Point annotation records
++++
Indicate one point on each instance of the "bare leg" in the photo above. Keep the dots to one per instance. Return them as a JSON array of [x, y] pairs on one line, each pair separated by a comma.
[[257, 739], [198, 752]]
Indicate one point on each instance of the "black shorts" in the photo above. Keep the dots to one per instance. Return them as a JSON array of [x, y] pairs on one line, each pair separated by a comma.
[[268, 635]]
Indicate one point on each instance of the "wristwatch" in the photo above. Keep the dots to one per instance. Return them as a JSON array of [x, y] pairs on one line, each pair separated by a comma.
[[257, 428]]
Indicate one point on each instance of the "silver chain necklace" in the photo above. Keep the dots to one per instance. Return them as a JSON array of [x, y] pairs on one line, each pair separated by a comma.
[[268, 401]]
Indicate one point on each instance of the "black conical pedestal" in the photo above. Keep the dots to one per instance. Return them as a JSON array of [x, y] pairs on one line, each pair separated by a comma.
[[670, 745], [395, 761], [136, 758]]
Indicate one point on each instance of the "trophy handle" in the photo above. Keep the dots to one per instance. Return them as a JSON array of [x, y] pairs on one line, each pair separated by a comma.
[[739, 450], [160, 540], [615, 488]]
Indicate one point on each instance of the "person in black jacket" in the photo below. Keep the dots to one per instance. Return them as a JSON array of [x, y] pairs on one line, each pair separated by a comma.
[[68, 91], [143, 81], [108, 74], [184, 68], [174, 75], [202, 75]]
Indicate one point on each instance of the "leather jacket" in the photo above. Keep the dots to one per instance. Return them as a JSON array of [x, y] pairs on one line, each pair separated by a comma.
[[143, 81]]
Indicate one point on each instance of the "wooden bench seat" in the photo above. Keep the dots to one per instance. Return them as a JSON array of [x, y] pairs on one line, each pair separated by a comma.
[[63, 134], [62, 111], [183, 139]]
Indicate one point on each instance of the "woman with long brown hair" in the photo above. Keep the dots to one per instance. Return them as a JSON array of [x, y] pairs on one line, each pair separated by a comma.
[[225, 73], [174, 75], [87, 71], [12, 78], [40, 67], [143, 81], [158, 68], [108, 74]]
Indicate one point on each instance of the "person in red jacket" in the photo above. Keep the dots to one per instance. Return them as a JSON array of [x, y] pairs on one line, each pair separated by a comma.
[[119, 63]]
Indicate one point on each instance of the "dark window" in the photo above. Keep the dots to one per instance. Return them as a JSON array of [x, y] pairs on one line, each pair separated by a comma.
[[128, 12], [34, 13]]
++++
- _Your goal_:
Copy every item above word for word, keeping each line as it appears.

- _Written response_:
Indicate one point on each instance of the "bare leg" in the photo above. Keep the dots to one per instance. Return them as a JSON array of [x, y] pairs on one line, each pair separated by a comma.
[[257, 739], [198, 752]]
Indicate one point on each instance of the "black shorts" in the photo above. Keep the dots to one per instance. Return them as a JSON array of [x, y] pairs on one line, each pair separated by a comma.
[[268, 635]]
Indicate one point on each instance of the "wristwatch" in the photo above. Keep the dots to one per instance. Return them as a JSON array of [x, y] pairs on one line, each pair separated by a comma.
[[257, 428]]
Indicate one point on each instance of the "silver chain necklace" in the photo above. Keep the dots to one per instance. Return them as a JSON array of [x, y] pairs on one line, each pair separated by a comma.
[[268, 401]]
Indicate one point on each instance of the "black conical pedestal" in the photo above. Keep the dots to one per instance. Return them as a JSON array of [x, y] pairs on one line, each pair separated by a comma.
[[670, 745], [395, 761], [136, 758]]
Indicate one point on each instance of the "trophy handle" in the photo above. Keep the dots to one per instance. Return them as a JSON array of [x, y] pairs on one line, each pair separated by a comma.
[[739, 450], [160, 540], [615, 488]]
Indicate one point on each instance of the "person in black jacket" in the photo below. Keep the dots to one per instance. Return them as a JSON array of [x, y] pairs on one line, each pair separated by a comma.
[[68, 91], [143, 81], [108, 74], [184, 68], [174, 75], [202, 75]]
Indicate one point on each instance of the "leather jacket" in the photo above. Keep the dots to one per instance. Return them as a JSON array of [x, y] pairs on one line, each pair separated by a comma.
[[143, 81]]
Indicate one point on each instance of the "wooden bench seat" in the photo above. Keep the dots to one per instance. Return them as a JSON array of [x, y] pairs on one line, each pair separated by a comma.
[[63, 134], [62, 111], [183, 139]]
Indicate one point on each instance of the "woman with long brown hair" in the photo above. Keep the dots to one per instance. Return them as a JSON array of [x, y] pairs on one line, each pair separated by a comma.
[[225, 73], [174, 75], [87, 71], [12, 78], [40, 67], [143, 81], [158, 68], [108, 74]]
Indicate one point on each instance of the "person in red jacket" in the photo above. Keep the dots to one per instance. Return them as a JSON array of [x, y] pairs on one line, each pair separated by a comma.
[[119, 63]]
Indicate one point on each instance of the "dark window" in the photo above. Keep the dots to one per instance. Return them as a JSON array of [x, y] pairs on one line, each pair separated by a comma.
[[128, 12], [34, 13]]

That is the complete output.